*AIM OF THE EXERCISE*:
Without the pictures, return all of the material exactly as written.
>> begin RECORDED DATA
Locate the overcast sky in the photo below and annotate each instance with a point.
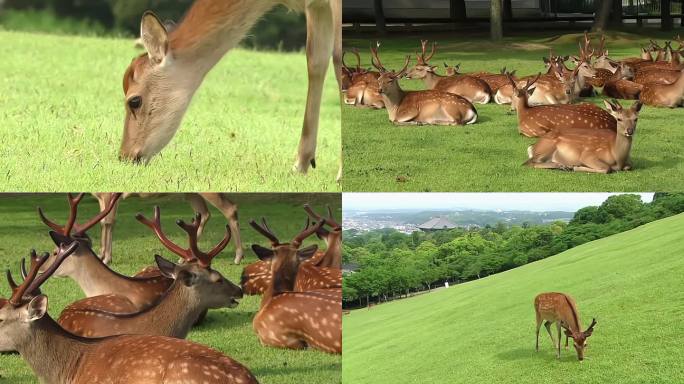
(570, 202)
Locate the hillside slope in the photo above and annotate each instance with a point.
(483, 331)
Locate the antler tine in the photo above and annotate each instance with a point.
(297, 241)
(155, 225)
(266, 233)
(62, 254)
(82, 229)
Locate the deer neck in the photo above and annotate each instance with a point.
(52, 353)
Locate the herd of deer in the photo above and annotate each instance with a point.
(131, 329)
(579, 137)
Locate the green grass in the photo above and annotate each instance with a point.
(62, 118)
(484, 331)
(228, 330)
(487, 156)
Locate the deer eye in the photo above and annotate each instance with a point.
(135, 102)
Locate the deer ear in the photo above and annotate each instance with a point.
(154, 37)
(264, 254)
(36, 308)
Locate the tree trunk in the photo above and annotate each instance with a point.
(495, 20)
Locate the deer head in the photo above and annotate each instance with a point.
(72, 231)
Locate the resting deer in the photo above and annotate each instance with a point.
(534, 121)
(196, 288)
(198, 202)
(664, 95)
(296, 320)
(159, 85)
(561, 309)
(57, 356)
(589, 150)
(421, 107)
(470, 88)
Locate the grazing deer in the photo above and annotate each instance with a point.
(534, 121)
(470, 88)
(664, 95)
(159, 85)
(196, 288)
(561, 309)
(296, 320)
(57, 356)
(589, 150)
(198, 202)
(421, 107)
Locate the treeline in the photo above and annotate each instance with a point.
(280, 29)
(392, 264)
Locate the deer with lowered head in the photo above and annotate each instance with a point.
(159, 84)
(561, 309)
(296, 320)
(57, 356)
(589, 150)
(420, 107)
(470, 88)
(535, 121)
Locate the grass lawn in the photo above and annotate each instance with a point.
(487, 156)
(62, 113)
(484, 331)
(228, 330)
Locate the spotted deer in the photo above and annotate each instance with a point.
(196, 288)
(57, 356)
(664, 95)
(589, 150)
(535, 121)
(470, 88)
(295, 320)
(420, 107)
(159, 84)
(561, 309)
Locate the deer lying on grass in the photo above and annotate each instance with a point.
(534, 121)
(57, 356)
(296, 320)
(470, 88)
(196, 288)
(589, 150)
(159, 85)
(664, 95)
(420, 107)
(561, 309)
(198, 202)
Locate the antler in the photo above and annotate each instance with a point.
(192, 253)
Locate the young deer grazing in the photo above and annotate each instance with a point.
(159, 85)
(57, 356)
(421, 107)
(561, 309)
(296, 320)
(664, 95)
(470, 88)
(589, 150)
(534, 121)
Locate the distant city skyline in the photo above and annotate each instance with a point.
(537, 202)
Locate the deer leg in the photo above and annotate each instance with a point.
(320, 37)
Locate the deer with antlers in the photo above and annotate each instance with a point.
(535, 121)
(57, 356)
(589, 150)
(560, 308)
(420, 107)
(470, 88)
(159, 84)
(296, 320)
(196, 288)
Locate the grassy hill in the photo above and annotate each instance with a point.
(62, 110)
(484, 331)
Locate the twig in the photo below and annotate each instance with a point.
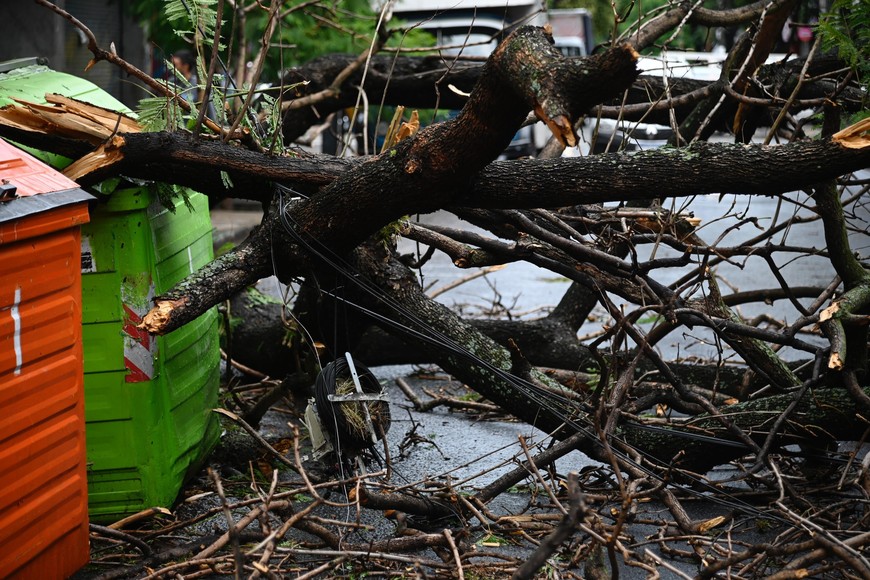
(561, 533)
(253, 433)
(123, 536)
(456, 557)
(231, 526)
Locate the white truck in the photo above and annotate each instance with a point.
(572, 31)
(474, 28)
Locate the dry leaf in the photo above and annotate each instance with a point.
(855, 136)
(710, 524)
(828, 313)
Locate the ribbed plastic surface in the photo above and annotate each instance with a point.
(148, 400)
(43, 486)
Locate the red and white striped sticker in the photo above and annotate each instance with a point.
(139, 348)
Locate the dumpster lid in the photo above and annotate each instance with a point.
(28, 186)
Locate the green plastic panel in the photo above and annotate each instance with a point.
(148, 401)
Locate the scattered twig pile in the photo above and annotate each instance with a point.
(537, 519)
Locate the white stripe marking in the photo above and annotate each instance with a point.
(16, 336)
>> end RECORDED DATA
*RESULT FOR THIS EXERCISE*:
Locate the overcast sky in the photo below and annotate each instance with a point.
(570, 202)
Locate the hillside slope in the photo above and annotate each instance with a point.
(483, 331)
Locate the antler tine in the photo above and annotate each instance with a point.
(297, 241)
(155, 225)
(266, 233)
(62, 254)
(82, 229)
Locate the deer neck in the photo above and annotate each instance with a point.
(52, 353)
Locate the herd of deer in the photo above and annotate each instance with a point.
(131, 329)
(579, 137)
Locate the green grass in the photo above and annotate each instance with a point.
(62, 118)
(484, 331)
(228, 330)
(487, 156)
Locate the deer eye in the photo above and annotate each instance with a point.
(135, 102)
Locate the deer ear in the photo above and annotate each instance with a point.
(154, 37)
(264, 254)
(36, 308)
Locate the tree trunk in the photo above and annotate each instance with a point.
(495, 20)
Locate the deer head in the photo above and annotate each instance with a point.
(72, 231)
Locate the resting deer in the photo above and annotate each instance with a point.
(534, 121)
(196, 288)
(198, 202)
(664, 95)
(296, 320)
(159, 85)
(561, 309)
(57, 356)
(589, 150)
(421, 107)
(470, 88)
Locate the grazing deer in the photo above and annotate each instance with a point.
(534, 121)
(470, 88)
(664, 95)
(159, 85)
(196, 288)
(561, 309)
(296, 320)
(57, 356)
(589, 150)
(198, 202)
(421, 107)
Locate the treeline in the photo above and annotate each instance with a point.
(280, 29)
(392, 264)
Locate the deer with lowered head in the photo above and annotate each instance with a point.
(159, 84)
(561, 309)
(296, 320)
(57, 356)
(589, 150)
(420, 107)
(470, 88)
(535, 121)
Locate the grass lawn in the photo above and annotate each instance with a point.
(487, 156)
(62, 113)
(484, 331)
(228, 330)
Locate the spotted deer in the photo above and annotate each instance with a point.
(196, 288)
(57, 356)
(664, 95)
(589, 150)
(535, 121)
(470, 88)
(295, 320)
(420, 107)
(159, 84)
(561, 309)
Locate the deer lying on grass in the photo above and annotate each instance with a point.
(534, 121)
(57, 356)
(296, 320)
(470, 88)
(196, 288)
(589, 150)
(159, 85)
(664, 95)
(420, 107)
(561, 309)
(198, 202)
Locate the antler in the photo above and annotate each instance with a point.
(192, 253)
Locate the young deer grazing in the photo above and annotate each instance with a point.
(159, 85)
(57, 356)
(421, 107)
(561, 309)
(296, 320)
(664, 95)
(470, 88)
(589, 150)
(534, 121)
Locate the distant city skyline in the photo above and annotate each instance with a point.
(537, 202)
Locate the deer leg in the photo above and annotate each instance with a point.
(320, 37)
Locate the deer with antlers in the photo above and annotate each instance with a point.
(535, 121)
(57, 356)
(589, 150)
(560, 308)
(420, 107)
(470, 88)
(159, 84)
(296, 320)
(196, 288)
Locate the grassy hill in the photo above and annotate each instance with a point.
(62, 110)
(484, 331)
Locate the twig in the photo below and annotate each instance with a point.
(561, 533)
(253, 433)
(123, 536)
(456, 557)
(231, 526)
Locate the white truck in the photo above and annotate each instance with a point.
(572, 31)
(474, 28)
Locate the dry leaf in the photo above and annotate each instance with a point.
(855, 136)
(710, 524)
(828, 313)
Locate the ribbed plastic surface in the photo above and annotate each instance with a point.
(148, 400)
(43, 486)
Locate the red and white striped sticker in the photo above and annotate each instance with a point.
(139, 348)
Locate the dumpster lid in the photo above and annotate each instance with a point.
(28, 186)
Locate the green plastic panel in the photo above and annotate each instance with a point.
(148, 401)
Locate the scattered twig pile in the photo above and annotate each instance with a point.
(537, 519)
Locate the white stripe marking in the photo above and annotate each instance with a point.
(16, 336)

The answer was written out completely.